- **What is required**:
Arrange the data from the line containing "trace --target=tree --mode=segment" through the end of the data as a Markdown table with the columns Row and Data line, numbering each row and leaving out blank lines.

..........

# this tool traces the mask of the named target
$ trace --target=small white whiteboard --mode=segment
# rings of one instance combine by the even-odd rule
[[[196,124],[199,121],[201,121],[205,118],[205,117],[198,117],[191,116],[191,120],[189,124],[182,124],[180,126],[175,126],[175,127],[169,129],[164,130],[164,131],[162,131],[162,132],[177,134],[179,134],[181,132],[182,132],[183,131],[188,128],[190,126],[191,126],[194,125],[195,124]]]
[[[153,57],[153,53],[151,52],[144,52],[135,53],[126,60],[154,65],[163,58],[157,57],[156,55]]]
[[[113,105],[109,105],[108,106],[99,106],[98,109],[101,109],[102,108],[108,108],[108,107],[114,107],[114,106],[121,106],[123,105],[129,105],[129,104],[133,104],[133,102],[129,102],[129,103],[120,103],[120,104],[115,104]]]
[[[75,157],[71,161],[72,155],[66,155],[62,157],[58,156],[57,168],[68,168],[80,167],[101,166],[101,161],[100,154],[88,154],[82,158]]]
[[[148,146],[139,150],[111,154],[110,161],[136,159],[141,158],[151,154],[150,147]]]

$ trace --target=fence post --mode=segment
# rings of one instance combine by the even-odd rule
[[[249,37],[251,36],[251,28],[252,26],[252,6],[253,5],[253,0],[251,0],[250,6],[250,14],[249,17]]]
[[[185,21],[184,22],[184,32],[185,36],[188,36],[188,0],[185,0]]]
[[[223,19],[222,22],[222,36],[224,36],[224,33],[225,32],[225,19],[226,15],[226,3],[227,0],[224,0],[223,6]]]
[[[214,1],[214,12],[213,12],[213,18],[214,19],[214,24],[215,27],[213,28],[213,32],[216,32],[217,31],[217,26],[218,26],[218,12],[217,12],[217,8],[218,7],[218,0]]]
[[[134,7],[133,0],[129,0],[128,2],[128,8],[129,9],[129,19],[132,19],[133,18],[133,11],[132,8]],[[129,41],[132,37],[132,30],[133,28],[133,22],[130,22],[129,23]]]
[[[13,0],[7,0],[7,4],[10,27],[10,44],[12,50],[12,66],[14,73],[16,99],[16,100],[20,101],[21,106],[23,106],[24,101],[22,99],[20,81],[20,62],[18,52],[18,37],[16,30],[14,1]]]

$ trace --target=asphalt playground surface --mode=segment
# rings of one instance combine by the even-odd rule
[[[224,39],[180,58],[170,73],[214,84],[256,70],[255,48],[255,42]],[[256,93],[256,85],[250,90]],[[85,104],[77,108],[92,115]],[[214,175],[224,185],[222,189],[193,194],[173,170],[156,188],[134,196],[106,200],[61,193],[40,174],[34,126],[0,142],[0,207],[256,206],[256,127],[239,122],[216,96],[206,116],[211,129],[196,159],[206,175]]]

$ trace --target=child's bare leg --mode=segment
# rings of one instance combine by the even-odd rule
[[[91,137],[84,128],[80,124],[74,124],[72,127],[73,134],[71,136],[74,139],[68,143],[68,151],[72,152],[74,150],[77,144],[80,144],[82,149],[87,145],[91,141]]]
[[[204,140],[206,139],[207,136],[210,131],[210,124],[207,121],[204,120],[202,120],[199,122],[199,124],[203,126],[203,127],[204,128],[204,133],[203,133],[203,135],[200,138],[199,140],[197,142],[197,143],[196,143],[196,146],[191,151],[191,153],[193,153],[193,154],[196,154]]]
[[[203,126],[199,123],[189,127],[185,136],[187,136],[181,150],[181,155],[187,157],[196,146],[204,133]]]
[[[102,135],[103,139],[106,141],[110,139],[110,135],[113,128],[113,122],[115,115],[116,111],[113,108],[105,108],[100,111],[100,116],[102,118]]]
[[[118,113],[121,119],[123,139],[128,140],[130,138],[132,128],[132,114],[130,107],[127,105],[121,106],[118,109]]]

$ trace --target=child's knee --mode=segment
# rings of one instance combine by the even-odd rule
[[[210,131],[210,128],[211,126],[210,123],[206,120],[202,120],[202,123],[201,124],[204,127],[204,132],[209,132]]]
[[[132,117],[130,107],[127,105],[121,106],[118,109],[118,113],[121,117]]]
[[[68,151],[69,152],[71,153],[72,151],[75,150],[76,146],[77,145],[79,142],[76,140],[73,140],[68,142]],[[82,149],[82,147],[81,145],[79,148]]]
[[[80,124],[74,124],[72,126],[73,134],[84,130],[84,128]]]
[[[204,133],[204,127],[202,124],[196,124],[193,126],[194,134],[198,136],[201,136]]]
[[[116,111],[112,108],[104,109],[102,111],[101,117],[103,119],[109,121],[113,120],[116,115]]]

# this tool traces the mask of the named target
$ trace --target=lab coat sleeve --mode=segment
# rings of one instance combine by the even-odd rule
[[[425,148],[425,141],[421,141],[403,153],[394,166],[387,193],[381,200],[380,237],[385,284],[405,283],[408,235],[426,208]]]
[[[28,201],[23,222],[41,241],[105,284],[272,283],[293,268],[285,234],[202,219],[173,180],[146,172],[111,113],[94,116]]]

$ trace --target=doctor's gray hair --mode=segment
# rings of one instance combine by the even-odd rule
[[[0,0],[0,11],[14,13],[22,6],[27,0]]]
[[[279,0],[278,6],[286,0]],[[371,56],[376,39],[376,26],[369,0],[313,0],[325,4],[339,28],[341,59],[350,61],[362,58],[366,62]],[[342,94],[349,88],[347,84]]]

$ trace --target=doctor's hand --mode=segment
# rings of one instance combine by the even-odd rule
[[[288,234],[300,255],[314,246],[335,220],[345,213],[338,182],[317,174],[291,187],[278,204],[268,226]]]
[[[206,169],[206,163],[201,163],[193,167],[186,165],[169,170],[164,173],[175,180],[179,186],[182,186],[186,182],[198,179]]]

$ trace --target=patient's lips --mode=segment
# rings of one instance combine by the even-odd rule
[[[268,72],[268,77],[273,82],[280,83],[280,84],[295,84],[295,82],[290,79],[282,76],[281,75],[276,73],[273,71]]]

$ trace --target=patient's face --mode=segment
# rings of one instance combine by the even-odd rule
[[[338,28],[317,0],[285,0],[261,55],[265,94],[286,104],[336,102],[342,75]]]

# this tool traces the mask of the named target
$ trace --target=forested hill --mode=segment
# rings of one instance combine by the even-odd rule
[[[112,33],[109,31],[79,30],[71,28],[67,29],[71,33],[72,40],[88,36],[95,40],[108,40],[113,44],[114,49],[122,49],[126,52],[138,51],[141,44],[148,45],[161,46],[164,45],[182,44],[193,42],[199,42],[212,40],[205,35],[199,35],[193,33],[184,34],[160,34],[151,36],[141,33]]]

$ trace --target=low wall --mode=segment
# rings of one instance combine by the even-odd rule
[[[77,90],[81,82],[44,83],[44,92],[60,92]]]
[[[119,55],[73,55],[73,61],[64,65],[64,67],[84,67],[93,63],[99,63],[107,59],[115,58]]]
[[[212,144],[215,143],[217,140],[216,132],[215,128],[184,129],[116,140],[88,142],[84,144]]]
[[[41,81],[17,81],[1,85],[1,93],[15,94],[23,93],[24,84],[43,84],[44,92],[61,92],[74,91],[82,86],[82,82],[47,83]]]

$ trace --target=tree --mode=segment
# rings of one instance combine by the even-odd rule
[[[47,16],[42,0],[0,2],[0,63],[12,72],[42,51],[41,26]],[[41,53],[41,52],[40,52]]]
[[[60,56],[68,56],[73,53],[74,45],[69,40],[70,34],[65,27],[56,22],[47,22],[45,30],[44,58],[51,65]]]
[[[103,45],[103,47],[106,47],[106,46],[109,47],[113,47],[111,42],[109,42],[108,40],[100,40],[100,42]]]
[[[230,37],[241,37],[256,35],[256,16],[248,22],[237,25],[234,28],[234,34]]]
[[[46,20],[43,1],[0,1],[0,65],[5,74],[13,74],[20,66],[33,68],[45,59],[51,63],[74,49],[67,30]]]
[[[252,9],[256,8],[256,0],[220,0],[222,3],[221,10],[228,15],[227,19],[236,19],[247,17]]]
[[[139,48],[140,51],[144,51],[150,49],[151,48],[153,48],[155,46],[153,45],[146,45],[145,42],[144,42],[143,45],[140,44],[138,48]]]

..........

- **Exercise output**:
| Row | Data line |
|---|---|
| 1 | $ trace --target=tree --mode=segment |
| 2 | # rings of one instance combine by the even-odd rule |
| 3 | [[[47,16],[42,0],[0,2],[0,63],[12,72],[42,51],[41,26]],[[41,53],[41,52],[40,52]]] |
| 4 | [[[60,56],[68,56],[73,53],[74,45],[69,40],[70,34],[65,27],[56,22],[47,22],[45,30],[44,58],[51,65]]] |
| 5 | [[[103,45],[103,47],[106,47],[106,46],[109,47],[113,47],[111,42],[109,42],[108,40],[100,40],[100,42]]] |
| 6 | [[[230,37],[241,37],[256,35],[256,16],[248,22],[237,25],[234,28],[234,34]]] |
| 7 | [[[46,20],[43,1],[0,1],[0,65],[5,74],[13,74],[20,66],[33,68],[45,59],[51,63],[74,49],[67,30]]] |
| 8 | [[[252,9],[256,8],[256,0],[220,0],[222,3],[221,10],[228,15],[227,19],[236,19],[247,17]]] |
| 9 | [[[139,48],[140,51],[144,51],[150,49],[151,48],[153,48],[155,46],[153,45],[146,45],[145,42],[144,42],[143,45],[140,44],[138,48]]] |